**What the task asks**:
Reproduce the material below, swapping "kitchen countertop" for "work surface" wherever it occurs and leaving everything else unchanged.
>> BEGIN
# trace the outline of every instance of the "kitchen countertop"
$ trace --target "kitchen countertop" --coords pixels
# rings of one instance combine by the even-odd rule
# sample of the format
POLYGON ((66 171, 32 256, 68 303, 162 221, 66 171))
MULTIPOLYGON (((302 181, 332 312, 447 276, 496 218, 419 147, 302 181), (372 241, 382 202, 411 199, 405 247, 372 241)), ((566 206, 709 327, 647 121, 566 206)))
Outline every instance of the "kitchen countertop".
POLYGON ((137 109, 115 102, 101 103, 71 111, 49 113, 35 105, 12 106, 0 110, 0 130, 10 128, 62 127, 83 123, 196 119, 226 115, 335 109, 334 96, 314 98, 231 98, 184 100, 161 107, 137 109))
>> END
**Completed exercise**:
# trace the outline of every instance of the "work surface"
$ trace --target "work surface" --coords pixels
# rings of one instance combine by the even-odd rule
# sample of the format
POLYGON ((66 171, 32 256, 68 303, 162 221, 66 171))
MULTIPOLYGON (((302 181, 332 312, 447 276, 496 218, 419 147, 302 181), (372 241, 382 202, 411 199, 405 247, 372 241)), ((566 206, 709 327, 647 121, 566 206)))
Outline every instance of the "work surface".
POLYGON ((137 109, 115 102, 101 103, 71 111, 49 113, 35 105, 12 106, 0 110, 0 130, 10 128, 62 127, 83 123, 196 119, 226 115, 335 109, 334 96, 314 98, 231 98, 184 100, 161 107, 137 109))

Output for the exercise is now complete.